__SHORT EXERCISE__.
Rewrite the material starting at its beginning and ending at the line that contains "124,49 -> 150,72", with "return boxes like" replaced by "give boxes as" and nothing else changed. Leave the pictures out of your answer.

Some records
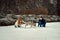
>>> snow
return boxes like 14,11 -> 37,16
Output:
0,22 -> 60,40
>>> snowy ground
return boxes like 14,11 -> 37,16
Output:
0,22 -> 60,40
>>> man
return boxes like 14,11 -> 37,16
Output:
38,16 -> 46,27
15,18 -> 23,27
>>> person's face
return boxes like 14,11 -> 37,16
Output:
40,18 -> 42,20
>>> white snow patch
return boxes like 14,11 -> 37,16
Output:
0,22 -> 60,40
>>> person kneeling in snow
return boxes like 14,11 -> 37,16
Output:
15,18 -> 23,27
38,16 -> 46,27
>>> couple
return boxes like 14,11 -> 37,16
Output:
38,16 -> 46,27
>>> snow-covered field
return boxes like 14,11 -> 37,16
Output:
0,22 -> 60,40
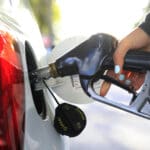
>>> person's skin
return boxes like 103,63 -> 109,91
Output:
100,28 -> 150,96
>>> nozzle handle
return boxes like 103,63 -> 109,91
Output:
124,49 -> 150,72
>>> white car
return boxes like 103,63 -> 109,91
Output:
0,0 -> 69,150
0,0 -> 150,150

__FINISHED EXERCISE__.
>>> snow
give boxes as 14,11 -> 37,16
Output:
0,22 -> 60,40
>>> snowy ground
give boxes as 14,11 -> 37,16
Output:
0,22 -> 60,40
>>> man
give boxes as 14,11 -> 37,16
Output:
38,16 -> 46,27
15,18 -> 23,27
>>> person's face
give boxes as 14,11 -> 37,16
Output:
40,18 -> 42,20
>>> white snow patch
give boxes as 14,11 -> 37,16
Output:
0,22 -> 60,40
>>> person kneeling in snow
give boxes as 14,11 -> 37,16
Output:
15,18 -> 23,27
38,16 -> 46,27
>>> couple
give boxes as 14,11 -> 37,16
Output:
38,16 -> 46,27
>>> snow-covered field
give boxes as 14,11 -> 37,16
Output:
0,22 -> 60,40
>>> person's skin
give boxes as 103,63 -> 109,91
Output:
100,28 -> 150,96
>>> nozzle handle
give boxes as 103,63 -> 109,91
Output:
124,49 -> 150,72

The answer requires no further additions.